What the task asks
Please copy the records below, swapping every "Return the mask" for "Give the mask" and leaving everything else unchanged.

Provided records
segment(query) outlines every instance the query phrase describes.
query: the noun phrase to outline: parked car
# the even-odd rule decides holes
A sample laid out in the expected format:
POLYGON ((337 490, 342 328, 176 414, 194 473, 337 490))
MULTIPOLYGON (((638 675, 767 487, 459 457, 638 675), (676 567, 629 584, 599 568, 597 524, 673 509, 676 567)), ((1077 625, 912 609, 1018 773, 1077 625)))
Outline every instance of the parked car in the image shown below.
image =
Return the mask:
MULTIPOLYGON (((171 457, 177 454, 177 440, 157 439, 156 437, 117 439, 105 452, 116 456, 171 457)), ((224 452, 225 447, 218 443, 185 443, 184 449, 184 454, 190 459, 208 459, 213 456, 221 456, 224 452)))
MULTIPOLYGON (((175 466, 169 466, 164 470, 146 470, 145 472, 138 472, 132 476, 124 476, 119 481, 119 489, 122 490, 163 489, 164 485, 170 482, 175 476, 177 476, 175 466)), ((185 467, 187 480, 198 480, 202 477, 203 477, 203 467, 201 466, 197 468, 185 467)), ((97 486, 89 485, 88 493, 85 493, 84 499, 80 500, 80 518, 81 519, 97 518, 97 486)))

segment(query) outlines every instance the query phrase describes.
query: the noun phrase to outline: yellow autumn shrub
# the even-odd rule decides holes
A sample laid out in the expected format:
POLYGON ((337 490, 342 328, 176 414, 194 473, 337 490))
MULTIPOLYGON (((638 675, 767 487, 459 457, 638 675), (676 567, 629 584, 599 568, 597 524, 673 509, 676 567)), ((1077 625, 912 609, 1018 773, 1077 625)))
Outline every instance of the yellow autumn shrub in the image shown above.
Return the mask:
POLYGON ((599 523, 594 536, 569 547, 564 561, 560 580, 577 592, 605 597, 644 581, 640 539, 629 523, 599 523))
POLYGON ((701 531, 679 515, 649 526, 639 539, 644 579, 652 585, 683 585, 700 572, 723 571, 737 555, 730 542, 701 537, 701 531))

Output of the task
segment(query) outlines every instance the query phrase describes.
query: the noun phrase to outline: parked car
# the even-odd rule decides holes
A sample laid out in the expected format:
POLYGON ((337 490, 342 328, 176 414, 194 473, 337 490))
MULTIPOLYGON (((638 675, 767 487, 459 457, 638 675), (676 567, 629 584, 599 568, 597 524, 673 509, 676 567)), ((1077 625, 912 609, 1018 773, 1077 625)))
Outline every instance of the parked car in the image shown below.
image =
Give the mask:
MULTIPOLYGON (((171 457, 177 454, 177 440, 157 439, 156 437, 117 439, 105 452, 116 456, 171 457)), ((224 452, 225 447, 218 443, 185 443, 184 449, 184 454, 190 459, 208 459, 213 456, 221 456, 224 452)))
MULTIPOLYGON (((175 466, 169 466, 164 470, 146 470, 145 472, 138 472, 132 476, 124 476, 119 481, 119 489, 122 490, 163 489, 164 485, 170 482, 175 476, 177 476, 175 466)), ((185 467, 187 480, 198 480, 202 477, 203 477, 203 467, 201 466, 197 468, 185 467)), ((97 486, 89 485, 88 493, 85 493, 84 499, 80 500, 80 518, 81 519, 97 518, 97 486)))

segment(query) outlines every instance the query phrase describes.
query: the noun phrase to outline: yellow autumn shrub
# the even-odd rule decides holes
A sample laid out in the expected format:
POLYGON ((337 490, 342 328, 176 414, 194 473, 337 490))
MULTIPOLYGON (((638 675, 767 487, 459 457, 638 675), (676 567, 629 584, 599 568, 597 524, 673 509, 676 567)), ((1077 625, 912 609, 1018 773, 1077 625)))
Outline every instance of the yellow autumn shrub in the image shown above.
Give the mask:
POLYGON ((599 523, 594 536, 569 547, 564 561, 560 580, 577 592, 605 597, 644 581, 640 539, 629 523, 599 523))
POLYGON ((701 531, 679 515, 649 526, 639 539, 644 579, 652 585, 683 585, 700 572, 723 571, 737 555, 730 542, 701 537, 701 531))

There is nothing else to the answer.